Quoted text:
---*---
Generators in PHP 5.5

Now that PHP 5.5 alpha versions are being released, I decided to grab the latest PHP source from GitHub, build it and give the new Generators feature a spin. I have used generators in the past in Python, and was excited to hear they are coming to PHP. While they are useful mostly in advanced use cases they can make a lot of simple use cases much more efficient, and I think its a handy addition to the advanced PHP programmer’s toolbox.

What are Generators?

I like to describe Generators as special functions which are iterable and maintain state. Think of a function that instead of returning once and destroying its state (local variables) after returning, can return multiple times, while maintaining the state of local variables, thus allowing iteration over an instance of that function state. In fact, a call to a generator function creates a special Generator object which can be iterated. The object maintains the internal state of the generator, and on each iteration generates a new value. The same result can be achieved by implementing a Traversable class, but with much less code.

This is very different from the way we are used to think of functions, so maybe an example is the best way to demonstrate this. I will use a simplified example based on the one given in the documentation:


function xrange($start, $end, $step = 1)
{
  for ($i = $start; $i <= $end; $i += $step) {
    yield $i;
  }
}

$start = microtime(true);
foreach (xrange(0, 1000000) as $i) {
  // do nothing
}
$end = microtime(true);

echo "Total time: " . ($end - $start) . " sec\n";
echo "Peak memory usage: " . memory_get_peak_usage() . " bytes\n";

In the example above, the xrange function is a Generator which operates in a similar yet simplified version of the range() PHP function (just like in Python!). The main thing to notice is the yield keyword – this tells the function to yield a value – which means a value is “returned” but the state of the generator is maintained.

When iterating over a generator function, as you can see in the foreach loop, iteration continues as long as a value is yielded. Once the function returns without yielding (as xrange in our example would do once the inner for loop is done), iteration stops. We get a behaviour which is (almost) equivalent to range in the sense that it allows us to iterate over numbers – but, without allocating the entire array of numbers in advance. In our example, we save a lot of memory and in fact execution is faster when a generator is used.

To demonstrate, here is the output of the script above (ok, I added some formatting to the output, but the results are real!):

$ /usr/local/bin/php /tmp/with-generators.php
Total time: 0.20149302482605 sec
Peak memory usage: 234,256 bytes

This is on a one-million integers “array” (unlike range, no real array is allocated so we can’t do random access on members, but during iteration it behaves just like an array).
---*---
Entries shown:

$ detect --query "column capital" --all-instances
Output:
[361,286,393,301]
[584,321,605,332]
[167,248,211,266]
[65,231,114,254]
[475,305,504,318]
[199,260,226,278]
---*---
Direction A:
Rewrite the generators article starting at "To demonstrate, here" and ending at "like an array).", substituting "indexed access" for "random access".
Direction B:
Continue the article on PHP 5.5 generators from the point where it stops.

Right answer A:
To demonstrate, here is the output of the script above (ok, I added some formatting to the output, but the results are real!):

$ /usr/local/bin/php /tmp/with-generators.php
Total time: 0.20149302482605 sec
Peak memory usage: 234,256 bytes

This is on a one-million integers “array” (unlike range, no real array is allocated so we can’t do indexed access on members, but during iteration it behaves just like an array).

Right answer B:
By comparison, executing the same code with range() instead of xrange(), results in the following:

$ /usr/local/bin/php /tmp/without-generators.php
Fatal error: Allowed memory size of 134217728 bytes exhausted (tried to allocate 32 bytes) in /private/tmp/generators.php on line 12

Ok, we reach our memory limit. Lets try to go crazy (not a good idea in production):

$ /usr/local/bin/php -d memory_limit=200M /tmp/without-generators.php
Total time: 0.31754398345947 sec
Peak memory usage: 144,617,256 bytes

After increasing the memory limit to 200 MB, the script runs: but it takes longer (honestly, to my surprise), and consumes an order of magnitude more memory.

Pretty cool, huh?

Just to demonstrate, calling var_dump on a generator would result in this:


var_dump(xrange(0, 100));
// Output:
// object(Generator)#2 (0) {
// }

But I can do the same thing with Iterator interfaces, no?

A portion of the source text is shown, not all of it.